### ROWS
--------

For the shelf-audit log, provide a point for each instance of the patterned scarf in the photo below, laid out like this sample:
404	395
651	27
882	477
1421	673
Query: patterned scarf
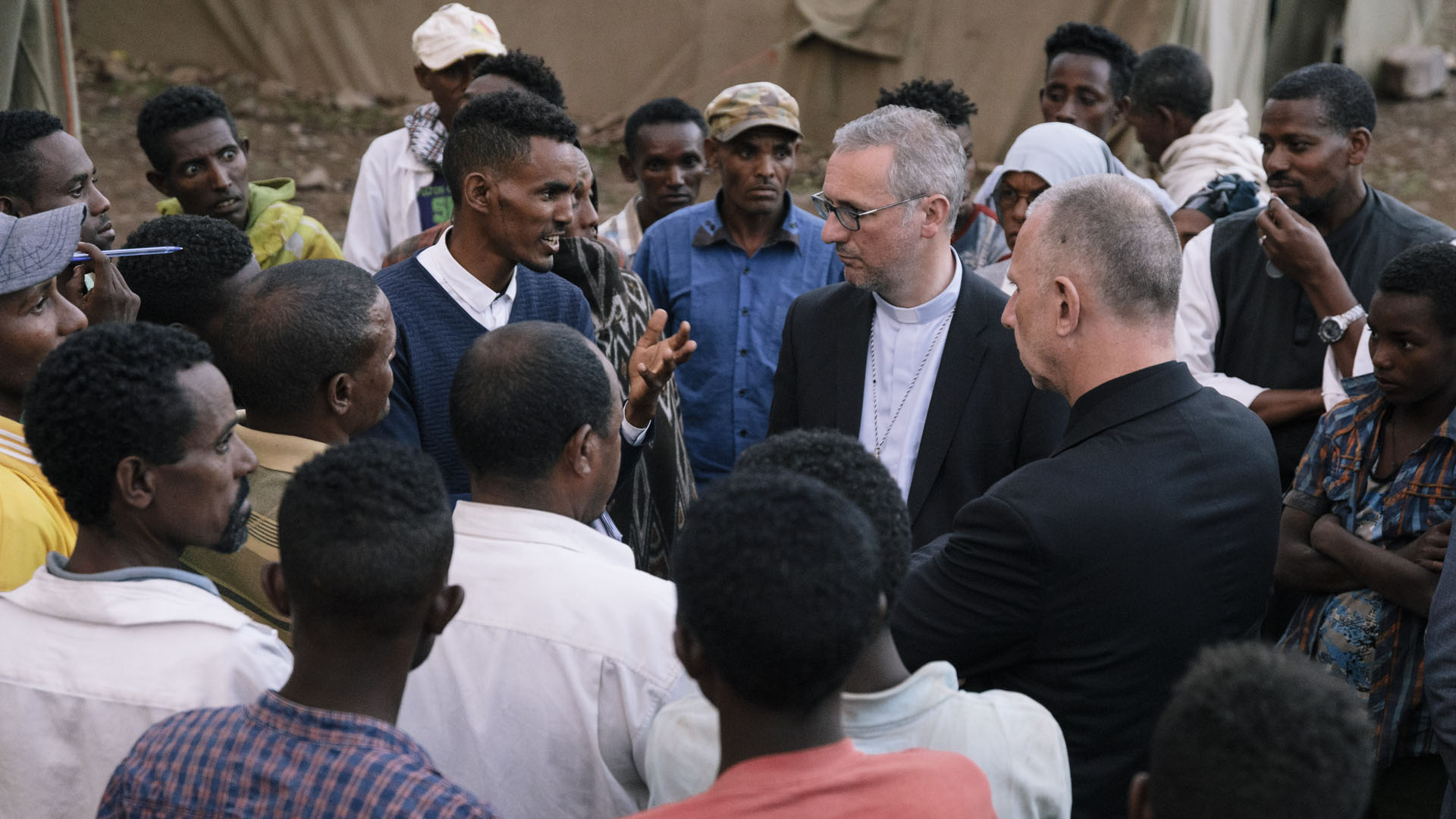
427	136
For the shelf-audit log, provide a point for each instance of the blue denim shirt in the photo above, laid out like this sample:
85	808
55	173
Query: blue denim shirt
736	305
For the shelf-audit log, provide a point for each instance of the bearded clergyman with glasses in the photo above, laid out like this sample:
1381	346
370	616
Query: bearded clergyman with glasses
909	353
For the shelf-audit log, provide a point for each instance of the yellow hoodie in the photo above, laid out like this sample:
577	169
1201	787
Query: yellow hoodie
278	231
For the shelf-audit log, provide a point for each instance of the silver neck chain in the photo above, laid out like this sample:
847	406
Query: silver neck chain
874	379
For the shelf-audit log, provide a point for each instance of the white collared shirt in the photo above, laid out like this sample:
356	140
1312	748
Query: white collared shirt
539	694
86	667
1014	739
487	306
1197	324
384	209
902	338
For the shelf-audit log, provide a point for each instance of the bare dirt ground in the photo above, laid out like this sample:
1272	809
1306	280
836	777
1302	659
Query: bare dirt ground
319	140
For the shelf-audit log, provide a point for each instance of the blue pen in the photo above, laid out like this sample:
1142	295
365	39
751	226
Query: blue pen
130	253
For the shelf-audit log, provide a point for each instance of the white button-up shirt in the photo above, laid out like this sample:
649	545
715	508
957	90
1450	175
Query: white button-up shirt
1197	324
86	667
538	697
1014	739
903	337
487	306
384	209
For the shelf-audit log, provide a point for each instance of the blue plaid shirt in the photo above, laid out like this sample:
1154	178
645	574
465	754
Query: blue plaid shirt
274	760
736	305
1332	479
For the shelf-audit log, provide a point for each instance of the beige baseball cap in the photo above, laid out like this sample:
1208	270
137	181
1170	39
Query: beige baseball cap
750	105
455	33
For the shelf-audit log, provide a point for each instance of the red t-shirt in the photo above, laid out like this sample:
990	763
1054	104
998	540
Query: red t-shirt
839	781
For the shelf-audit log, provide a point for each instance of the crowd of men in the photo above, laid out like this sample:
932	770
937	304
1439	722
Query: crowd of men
1081	494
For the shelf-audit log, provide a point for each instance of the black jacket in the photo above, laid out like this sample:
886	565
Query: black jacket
984	419
1090	579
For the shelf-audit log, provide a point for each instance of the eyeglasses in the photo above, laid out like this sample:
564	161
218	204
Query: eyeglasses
851	218
1006	197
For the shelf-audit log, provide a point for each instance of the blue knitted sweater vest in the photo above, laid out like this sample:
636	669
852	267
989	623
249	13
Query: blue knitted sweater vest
435	333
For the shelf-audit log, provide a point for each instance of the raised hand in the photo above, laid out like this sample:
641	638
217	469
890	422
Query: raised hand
651	366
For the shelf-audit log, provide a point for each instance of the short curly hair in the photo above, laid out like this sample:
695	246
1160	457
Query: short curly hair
1426	270
1095	41
364	534
177	108
495	131
520	392
1174	77
1346	98
291	330
954	107
19	167
778	582
842	463
1294	739
109	392
185	287
526	69
655	112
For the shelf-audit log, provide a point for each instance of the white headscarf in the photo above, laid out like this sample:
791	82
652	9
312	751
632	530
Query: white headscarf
1059	152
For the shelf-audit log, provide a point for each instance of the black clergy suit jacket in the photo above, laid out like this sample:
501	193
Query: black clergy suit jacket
984	417
1090	579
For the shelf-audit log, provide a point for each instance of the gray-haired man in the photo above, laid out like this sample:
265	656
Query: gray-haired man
1090	579
865	356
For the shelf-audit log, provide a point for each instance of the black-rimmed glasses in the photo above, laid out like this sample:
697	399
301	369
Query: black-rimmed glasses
851	218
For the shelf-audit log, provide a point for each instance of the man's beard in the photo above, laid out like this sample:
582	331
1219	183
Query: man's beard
237	532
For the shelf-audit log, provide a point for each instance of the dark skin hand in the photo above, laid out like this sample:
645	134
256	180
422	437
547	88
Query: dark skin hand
653	365
1320	556
109	297
1296	246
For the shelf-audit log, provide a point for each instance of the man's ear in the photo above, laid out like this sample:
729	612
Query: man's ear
443	608
1069	308
275	589
938	210
1359	145
340	398
161	183
1138	802
625	165
136	483
582	453
478	191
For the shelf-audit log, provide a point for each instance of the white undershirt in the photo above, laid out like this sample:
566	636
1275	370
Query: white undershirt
494	311
902	338
487	306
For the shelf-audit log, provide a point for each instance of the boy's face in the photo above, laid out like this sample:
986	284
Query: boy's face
209	172
1414	359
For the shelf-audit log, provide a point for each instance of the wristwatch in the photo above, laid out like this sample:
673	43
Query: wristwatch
1332	328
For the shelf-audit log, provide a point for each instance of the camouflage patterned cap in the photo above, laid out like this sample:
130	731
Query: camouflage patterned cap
750	105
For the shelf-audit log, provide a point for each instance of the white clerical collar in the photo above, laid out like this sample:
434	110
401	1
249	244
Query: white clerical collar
468	290
930	311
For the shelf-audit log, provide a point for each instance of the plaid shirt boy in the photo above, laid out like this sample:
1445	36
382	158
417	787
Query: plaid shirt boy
278	758
1332	479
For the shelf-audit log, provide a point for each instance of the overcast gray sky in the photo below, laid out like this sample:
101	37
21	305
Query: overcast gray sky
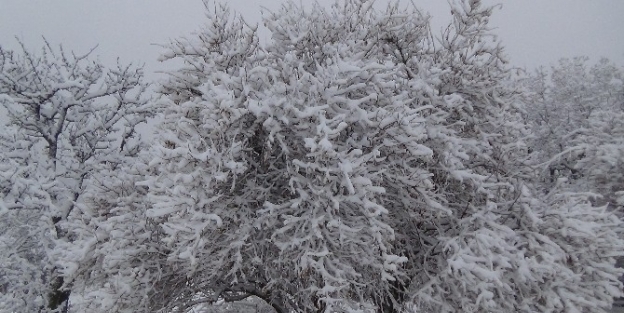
534	32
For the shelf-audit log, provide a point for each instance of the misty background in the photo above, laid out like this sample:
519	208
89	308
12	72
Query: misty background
533	32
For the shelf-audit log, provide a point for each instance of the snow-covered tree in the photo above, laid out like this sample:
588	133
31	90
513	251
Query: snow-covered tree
354	163
71	121
577	116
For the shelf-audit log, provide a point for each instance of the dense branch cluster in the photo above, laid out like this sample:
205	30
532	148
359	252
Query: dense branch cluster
354	163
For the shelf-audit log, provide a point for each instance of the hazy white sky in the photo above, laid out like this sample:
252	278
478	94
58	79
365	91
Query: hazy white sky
534	32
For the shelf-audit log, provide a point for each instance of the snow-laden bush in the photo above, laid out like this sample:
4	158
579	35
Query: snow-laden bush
353	163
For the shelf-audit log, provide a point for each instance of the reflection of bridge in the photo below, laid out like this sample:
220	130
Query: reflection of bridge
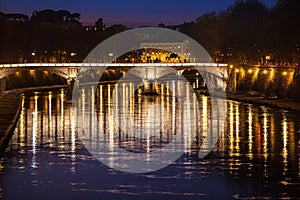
147	71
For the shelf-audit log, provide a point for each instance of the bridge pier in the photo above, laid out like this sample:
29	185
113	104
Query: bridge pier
72	83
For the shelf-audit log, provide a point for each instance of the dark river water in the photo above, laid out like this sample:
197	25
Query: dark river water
50	157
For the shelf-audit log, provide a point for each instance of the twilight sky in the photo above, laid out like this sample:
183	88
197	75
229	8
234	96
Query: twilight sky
130	12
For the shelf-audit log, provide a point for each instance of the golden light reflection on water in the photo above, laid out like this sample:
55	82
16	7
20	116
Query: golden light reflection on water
285	143
265	139
250	131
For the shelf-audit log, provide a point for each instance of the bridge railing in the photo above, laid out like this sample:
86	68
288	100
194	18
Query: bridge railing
111	64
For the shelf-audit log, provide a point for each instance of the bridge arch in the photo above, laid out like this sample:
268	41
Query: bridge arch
4	72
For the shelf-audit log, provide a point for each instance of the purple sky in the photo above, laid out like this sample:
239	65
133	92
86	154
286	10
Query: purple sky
130	12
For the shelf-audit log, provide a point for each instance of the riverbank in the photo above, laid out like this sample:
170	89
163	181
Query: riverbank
10	108
259	100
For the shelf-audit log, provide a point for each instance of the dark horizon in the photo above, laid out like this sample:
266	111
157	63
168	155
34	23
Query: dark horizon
133	15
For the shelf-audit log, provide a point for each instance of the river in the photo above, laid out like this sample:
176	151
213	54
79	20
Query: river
257	156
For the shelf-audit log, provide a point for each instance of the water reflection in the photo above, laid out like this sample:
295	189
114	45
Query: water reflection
261	149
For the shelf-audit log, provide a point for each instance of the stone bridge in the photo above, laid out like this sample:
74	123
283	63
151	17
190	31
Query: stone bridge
216	73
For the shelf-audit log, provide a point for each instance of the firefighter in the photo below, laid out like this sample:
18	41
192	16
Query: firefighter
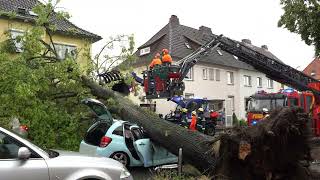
265	113
193	125
202	119
184	117
166	58
156	61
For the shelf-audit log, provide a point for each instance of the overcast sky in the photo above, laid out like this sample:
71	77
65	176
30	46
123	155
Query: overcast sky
252	19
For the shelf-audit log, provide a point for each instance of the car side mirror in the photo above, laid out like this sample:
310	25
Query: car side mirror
24	153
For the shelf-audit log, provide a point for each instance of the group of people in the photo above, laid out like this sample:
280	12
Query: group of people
158	59
197	117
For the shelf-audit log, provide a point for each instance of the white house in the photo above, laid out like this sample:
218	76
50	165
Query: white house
220	77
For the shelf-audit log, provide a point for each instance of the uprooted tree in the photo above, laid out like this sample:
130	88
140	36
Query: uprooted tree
46	92
274	149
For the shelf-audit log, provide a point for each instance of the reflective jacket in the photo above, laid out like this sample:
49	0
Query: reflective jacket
193	125
154	62
166	58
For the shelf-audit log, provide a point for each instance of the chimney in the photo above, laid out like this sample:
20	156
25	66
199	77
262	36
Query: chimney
265	47
205	30
247	41
174	21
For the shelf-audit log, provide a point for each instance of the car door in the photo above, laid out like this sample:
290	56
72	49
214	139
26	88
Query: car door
93	137
162	155
12	168
142	146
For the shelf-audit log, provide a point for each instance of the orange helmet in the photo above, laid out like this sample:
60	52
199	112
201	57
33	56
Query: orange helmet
165	51
157	55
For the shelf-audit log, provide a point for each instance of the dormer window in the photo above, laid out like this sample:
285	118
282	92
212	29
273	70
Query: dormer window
219	52
22	11
17	38
144	51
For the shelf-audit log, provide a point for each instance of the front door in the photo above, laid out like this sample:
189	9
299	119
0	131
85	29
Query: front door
12	168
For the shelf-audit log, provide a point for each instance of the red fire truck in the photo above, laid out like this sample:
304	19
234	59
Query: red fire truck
263	101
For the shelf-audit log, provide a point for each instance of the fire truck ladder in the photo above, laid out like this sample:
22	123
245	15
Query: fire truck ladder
274	69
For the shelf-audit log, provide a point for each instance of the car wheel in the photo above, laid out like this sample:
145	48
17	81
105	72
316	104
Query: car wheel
121	157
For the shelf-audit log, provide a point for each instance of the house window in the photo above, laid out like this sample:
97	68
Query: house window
205	73
270	83
144	51
259	81
187	45
211	74
217	74
64	50
247	80
230	79
16	36
188	95
189	75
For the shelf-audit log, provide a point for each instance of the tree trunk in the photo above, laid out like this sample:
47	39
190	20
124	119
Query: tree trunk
196	147
273	149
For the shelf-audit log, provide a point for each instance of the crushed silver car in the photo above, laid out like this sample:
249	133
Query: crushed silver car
20	159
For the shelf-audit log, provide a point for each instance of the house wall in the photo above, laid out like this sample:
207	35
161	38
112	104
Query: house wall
81	44
247	91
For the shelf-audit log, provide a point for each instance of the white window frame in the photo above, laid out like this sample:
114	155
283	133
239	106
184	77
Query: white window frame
145	51
69	48
211	74
259	82
14	33
204	73
189	75
247	81
187	45
230	78
270	83
217	74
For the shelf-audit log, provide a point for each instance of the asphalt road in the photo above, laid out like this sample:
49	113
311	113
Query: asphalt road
141	173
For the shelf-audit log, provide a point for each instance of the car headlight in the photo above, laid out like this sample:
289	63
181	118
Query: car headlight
125	174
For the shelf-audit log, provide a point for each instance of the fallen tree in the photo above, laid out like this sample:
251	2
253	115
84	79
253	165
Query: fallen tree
275	149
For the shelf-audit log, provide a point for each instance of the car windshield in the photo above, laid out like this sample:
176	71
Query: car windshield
52	153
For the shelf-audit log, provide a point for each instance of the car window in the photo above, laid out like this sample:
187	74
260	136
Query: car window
136	132
9	147
95	133
118	131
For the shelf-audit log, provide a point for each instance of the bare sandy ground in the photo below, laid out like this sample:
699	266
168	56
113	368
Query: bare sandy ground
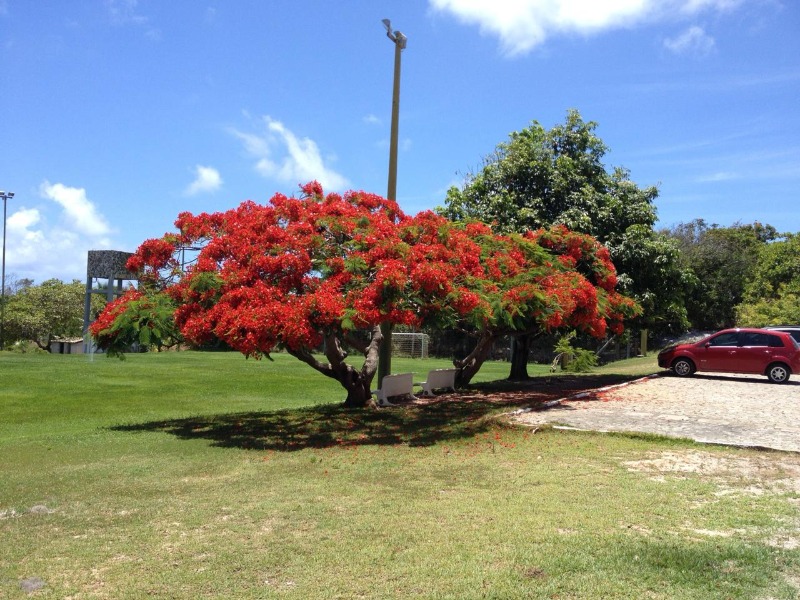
713	408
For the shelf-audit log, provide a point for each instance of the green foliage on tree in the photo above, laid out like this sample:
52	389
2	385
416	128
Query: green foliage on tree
140	317
722	261
40	313
539	178
772	296
574	359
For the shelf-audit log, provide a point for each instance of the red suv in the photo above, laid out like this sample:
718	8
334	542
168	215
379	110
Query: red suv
772	353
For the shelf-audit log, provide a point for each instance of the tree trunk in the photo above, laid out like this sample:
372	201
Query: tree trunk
356	382
468	367
520	350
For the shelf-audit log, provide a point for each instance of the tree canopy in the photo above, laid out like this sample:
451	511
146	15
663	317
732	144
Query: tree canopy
720	261
322	272
540	178
772	296
39	313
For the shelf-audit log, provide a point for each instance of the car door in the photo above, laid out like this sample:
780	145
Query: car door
719	352
754	353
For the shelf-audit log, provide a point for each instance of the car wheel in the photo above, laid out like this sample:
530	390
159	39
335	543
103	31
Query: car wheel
682	367
778	373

--------

The lines to write out run from the one containing "the car window" through the final line of the material above, both included; write them out exactly, with no pictures.

### ANSWER IN FULL
For the shelf-audit log, provide a point for each instance of the car window in the photo above, laid out like this sample:
187	74
260	136
Query: car window
136	132
9	147
95	133
118	131
For the shelf-audit log, provide a point for each instance of the bare sandy ground in the photo below, laid out like this sample:
699	266
168	56
113	368
Query: bare sandy ground
713	408
For the shelf-audit log, provide a point for each instance of the green foliage on tree in the photo above, laid out like this sample:
52	389
2	385
416	128
Query: green foliage on tree
140	317
722	261
40	313
539	178
772	296
574	359
For the shelf-audit log, provide a point for each instance of the red suv in the photo above, laid out like this sample:
718	8
334	542
168	215
379	110
Query: red suv
772	353
For the shelf-audit log, provide a point for each instance of the tree trunk in the photo above, laid out like this sample:
372	201
Query: tree trunk
356	382
468	367
520	350
For the shelf-audit log, provide a point for each instance of the tree canopy in the photo above, laid out like this sample:
451	511
146	15
663	317
732	144
Query: tree canopy
720	261
322	272
540	178
772	296
39	313
For the shelf-audit log, provide a point for each instance of the car door in the photo above, laid out like this sample:
780	145
Query: car door
719	352
754	353
For the shelf-audit log, provide a point for each instance of the car wheel in the photo above, laid out like this sample:
530	390
159	39
335	543
103	31
Query: car wheel
682	367
778	373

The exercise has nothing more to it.